(Problem to solve)
Quote the entries in full, character for character, without their images.

(Records for this task)
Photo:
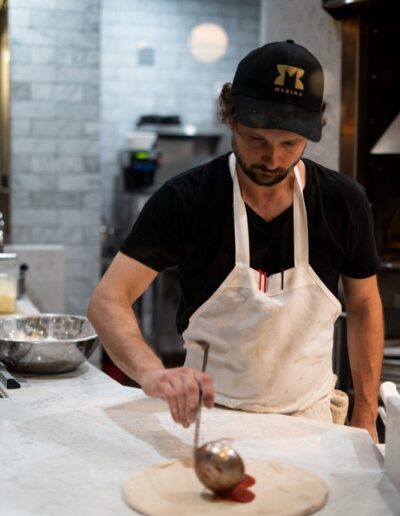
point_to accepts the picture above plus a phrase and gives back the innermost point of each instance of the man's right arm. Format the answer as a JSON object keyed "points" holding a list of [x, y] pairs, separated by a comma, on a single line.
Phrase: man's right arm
{"points": [[110, 312]]}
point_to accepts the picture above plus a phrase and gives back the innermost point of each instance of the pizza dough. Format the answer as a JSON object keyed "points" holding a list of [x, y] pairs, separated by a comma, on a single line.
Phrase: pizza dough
{"points": [[173, 489]]}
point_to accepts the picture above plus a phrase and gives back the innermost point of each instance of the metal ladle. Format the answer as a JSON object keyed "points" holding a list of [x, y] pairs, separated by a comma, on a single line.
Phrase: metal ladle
{"points": [[218, 466]]}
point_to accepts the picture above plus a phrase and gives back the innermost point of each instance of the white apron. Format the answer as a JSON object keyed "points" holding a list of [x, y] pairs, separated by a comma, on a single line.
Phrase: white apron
{"points": [[269, 351]]}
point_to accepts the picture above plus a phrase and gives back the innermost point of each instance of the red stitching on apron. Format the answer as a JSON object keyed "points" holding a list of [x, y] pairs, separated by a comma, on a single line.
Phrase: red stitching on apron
{"points": [[262, 280]]}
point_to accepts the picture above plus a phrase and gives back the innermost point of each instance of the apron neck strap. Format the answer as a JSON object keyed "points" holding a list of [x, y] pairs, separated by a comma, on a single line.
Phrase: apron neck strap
{"points": [[242, 243]]}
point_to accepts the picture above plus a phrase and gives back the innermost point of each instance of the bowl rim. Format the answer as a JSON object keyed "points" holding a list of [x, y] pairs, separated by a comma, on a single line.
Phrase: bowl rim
{"points": [[94, 335]]}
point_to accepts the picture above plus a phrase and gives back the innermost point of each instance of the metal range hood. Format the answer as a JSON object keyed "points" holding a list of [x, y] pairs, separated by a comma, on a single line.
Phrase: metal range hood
{"points": [[389, 142]]}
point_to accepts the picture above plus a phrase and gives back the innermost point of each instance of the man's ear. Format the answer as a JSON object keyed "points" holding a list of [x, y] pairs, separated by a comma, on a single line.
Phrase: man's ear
{"points": [[229, 122]]}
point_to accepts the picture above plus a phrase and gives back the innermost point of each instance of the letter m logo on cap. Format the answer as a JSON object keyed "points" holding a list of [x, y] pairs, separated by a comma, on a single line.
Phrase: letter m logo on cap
{"points": [[285, 70]]}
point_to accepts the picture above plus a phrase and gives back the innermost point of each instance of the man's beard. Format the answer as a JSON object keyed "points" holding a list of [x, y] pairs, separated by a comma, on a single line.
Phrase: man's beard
{"points": [[260, 174]]}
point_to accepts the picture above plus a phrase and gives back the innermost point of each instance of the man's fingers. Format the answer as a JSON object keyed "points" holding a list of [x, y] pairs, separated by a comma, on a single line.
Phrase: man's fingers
{"points": [[179, 389], [193, 387], [207, 388]]}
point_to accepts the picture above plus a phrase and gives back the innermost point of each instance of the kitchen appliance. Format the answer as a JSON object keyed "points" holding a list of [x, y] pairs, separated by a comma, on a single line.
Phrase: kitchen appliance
{"points": [[138, 168], [46, 343]]}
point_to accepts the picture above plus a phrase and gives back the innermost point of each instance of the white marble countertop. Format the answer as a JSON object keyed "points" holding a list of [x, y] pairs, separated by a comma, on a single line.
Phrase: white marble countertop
{"points": [[68, 443]]}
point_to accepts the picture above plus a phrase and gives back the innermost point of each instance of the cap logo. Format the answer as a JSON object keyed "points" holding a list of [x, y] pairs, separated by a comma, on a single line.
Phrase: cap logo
{"points": [[281, 82]]}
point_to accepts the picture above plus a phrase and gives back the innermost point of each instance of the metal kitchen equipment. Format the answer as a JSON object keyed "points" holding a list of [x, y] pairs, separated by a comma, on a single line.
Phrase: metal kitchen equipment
{"points": [[46, 343], [9, 273], [139, 160], [217, 465]]}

(In response)
Photo:
point_to accepts the picture above plus a phrase and gives back the innermost point of each instance of the man's right arm. Format the answer as a JSON object keyed "points" holding a list of [x, y] pairs, separated by a comma, on a single line.
Phrase: man's right arm
{"points": [[110, 312]]}
point_to accepts the picture above plus a phrase and gives back the innermost point of each instance of the pizza dough. Format the answer as a JSON object keyed "points" holding a list of [x, y] pairs, separated by a comma, on a single line.
Phrase: pizza dough
{"points": [[173, 489]]}
point_to accepts the picture above plus a phrase and gives back the innermost point of each instance of the metal ladle. Format the answer as a JSON object keyed "points" holding a list of [x, y] pairs, separated by a comma, on a single line.
Phrase: metal ladle
{"points": [[218, 466]]}
point_to accepts the picture above plus a phrase and gives back the innermost point of each instance of the white apron. Format the answer as a JSON object keyed "points" holding a list of [x, y] pairs, separated by a comma, on a single line.
Phrase: white apron
{"points": [[269, 351]]}
point_to accepts the picture above plus a phrase and gives back the innermost point of each instance of the red stitching on apron. Format the answer as a JSON object keyed "points" holding a list of [x, y] pairs, separated by a comma, on a single line.
Phrase: red stitching on apron
{"points": [[262, 280]]}
point_to accepts the picture above plus a phrase and gives back the innermost point of each instance of the apron neck strap. Format the answer as a JSON object keyed "points" holding a list of [x, y] pairs, separated by a comma, on a single line.
Phrase: apron neck strap
{"points": [[242, 243]]}
point_to accepts the picture above plus a phrase and gives back the innermost point of each instance of the bowl rim. Format the answer as a JSON object keyed "points" holding a list of [x, y] pairs, separated by a comma, on a single line.
Phrase: bowl rim
{"points": [[94, 335]]}
point_to accepts the picture above plus a phrase and gives back the innermost point of each instance of the metal range hood. Format the answer as a JSON object keyed "points" holding a list of [x, y] pairs, separated by a comma, on a single line.
Phrase: metal range hood
{"points": [[389, 142]]}
point_to accepts the picture above plus a phrase and gives back the innermost point of each instance of the man's ear. Format the answer as a JSON object keyed "points" holding a list of [x, y] pairs, separated by a comma, on a single line.
Phrase: man's ear
{"points": [[229, 122]]}
point_to accepts the picture above plus a phrase and gives back the innermost point of each instance of the letter m logo on cap. Format the answer as a JSON object keyed "points" holding a list of [x, y] pairs, separated by a comma, on a single line.
Phrase: letter m logo on cap
{"points": [[285, 70]]}
point_to accepts the picture above plus a phrase and gives back the innermost point of each instance of the man's beard. Format the answer as a JSON object keyed "points" holding a list of [x, y] pairs, separated by a comma, on a single line.
Phrase: man's beard
{"points": [[260, 174]]}
point_to accepts the picture above plus a phrase and gives back the innermost point of each instance of the man's fingers. Format the answer as a JSON object keyed "points" holding a list of [x, y] pairs, separated by a comma, on a single line.
Phrase: man's fingers
{"points": [[179, 389], [193, 387], [207, 388]]}
point_to accepts the picture above plus a phrase and gives back the innermost point of each instance of the kitchen appliance. Format the answer as a JSON object keyed "points" holding a list of [x, y] pairs, separated by a comma, on a single line.
Phrase: kitchen appliance
{"points": [[138, 168], [46, 343]]}
point_to accepts the picture above plus a phrase and gives back the innermost point of each instance of the white marble countertop. Format the answer as a JSON object keyed "points" holding a list of [x, y] pairs, separated by a comma, on a single line.
Phrase: white marble countertop
{"points": [[68, 443]]}
point_to accepts the picture above plus a phrase and gives back the innermost point of each instance of the cap logo. Format the answer as a JSON object keyed "points" holding a list of [x, y] pairs, separated by a comma, on a single line.
Phrase: cap logo
{"points": [[281, 82]]}
point_to accepts the picture above plus a phrase and gives back the innermost point of each instance of the metal kitchen equipment. Format the answer as a JSON object keyed "points" holding a list of [x, y] pairs, separated by a comma, on a single line.
Phrase: metal kitchen equipment
{"points": [[46, 343], [9, 273], [139, 160], [217, 465]]}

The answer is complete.